[ACTIVITY]
Where a line holds the word "tall", copy that line from the data below.

━━━ PROVIDED DATA ━━━

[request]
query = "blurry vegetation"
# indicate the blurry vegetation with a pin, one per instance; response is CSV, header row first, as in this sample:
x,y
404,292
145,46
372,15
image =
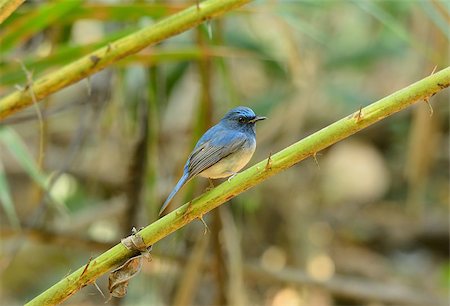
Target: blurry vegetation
x,y
367,226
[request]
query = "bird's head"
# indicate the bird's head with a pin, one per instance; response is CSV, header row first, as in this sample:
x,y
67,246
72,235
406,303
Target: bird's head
x,y
242,118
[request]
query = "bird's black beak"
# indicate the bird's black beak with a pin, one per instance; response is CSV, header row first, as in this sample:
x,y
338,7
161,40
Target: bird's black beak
x,y
257,118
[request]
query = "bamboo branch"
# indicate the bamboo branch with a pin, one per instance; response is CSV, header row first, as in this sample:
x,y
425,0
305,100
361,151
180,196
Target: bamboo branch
x,y
249,178
7,7
115,51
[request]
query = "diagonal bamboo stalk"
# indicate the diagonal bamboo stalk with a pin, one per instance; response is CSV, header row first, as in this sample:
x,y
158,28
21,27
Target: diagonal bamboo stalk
x,y
115,51
249,178
7,7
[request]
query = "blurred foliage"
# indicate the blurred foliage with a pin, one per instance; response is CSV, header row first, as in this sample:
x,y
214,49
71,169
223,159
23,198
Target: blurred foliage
x,y
375,208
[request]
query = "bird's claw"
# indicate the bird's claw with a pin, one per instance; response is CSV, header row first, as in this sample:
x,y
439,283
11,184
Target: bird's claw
x,y
231,177
206,225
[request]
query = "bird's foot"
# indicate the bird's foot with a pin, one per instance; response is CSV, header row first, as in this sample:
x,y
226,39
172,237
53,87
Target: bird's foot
x,y
232,176
206,225
211,185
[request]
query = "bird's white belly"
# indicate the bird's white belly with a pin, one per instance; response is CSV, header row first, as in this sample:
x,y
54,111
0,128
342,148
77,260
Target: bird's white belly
x,y
230,164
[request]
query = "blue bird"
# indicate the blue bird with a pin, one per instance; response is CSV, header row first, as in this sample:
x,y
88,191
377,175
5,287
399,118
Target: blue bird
x,y
223,150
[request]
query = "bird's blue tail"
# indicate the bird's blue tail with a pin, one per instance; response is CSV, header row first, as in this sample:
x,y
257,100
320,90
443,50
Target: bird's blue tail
x,y
180,184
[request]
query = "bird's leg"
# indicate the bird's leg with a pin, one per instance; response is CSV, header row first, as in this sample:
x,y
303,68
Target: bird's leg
x,y
206,225
211,184
233,174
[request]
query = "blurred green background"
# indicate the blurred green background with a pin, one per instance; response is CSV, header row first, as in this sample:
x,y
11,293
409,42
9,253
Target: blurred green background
x,y
365,225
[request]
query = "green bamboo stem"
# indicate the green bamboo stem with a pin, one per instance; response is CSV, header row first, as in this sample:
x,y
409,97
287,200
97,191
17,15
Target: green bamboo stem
x,y
115,51
280,161
7,7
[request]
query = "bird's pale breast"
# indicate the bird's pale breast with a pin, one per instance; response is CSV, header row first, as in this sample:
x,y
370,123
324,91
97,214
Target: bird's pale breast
x,y
232,163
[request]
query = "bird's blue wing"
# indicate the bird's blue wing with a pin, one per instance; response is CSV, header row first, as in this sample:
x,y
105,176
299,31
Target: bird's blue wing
x,y
212,147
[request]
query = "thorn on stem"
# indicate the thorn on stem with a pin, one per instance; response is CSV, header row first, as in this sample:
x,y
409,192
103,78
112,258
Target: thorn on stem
x,y
315,160
94,59
204,223
430,108
86,267
358,115
268,166
99,290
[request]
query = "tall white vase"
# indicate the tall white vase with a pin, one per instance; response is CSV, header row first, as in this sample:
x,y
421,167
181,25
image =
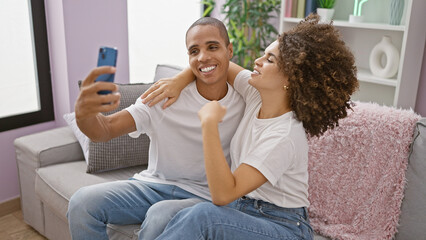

━━━

[REPLY TO THE TASK]
query = "tall white vase"
# indicate the tall white vase with a pin, one per instance; response is CSV, header row first, as in this sample:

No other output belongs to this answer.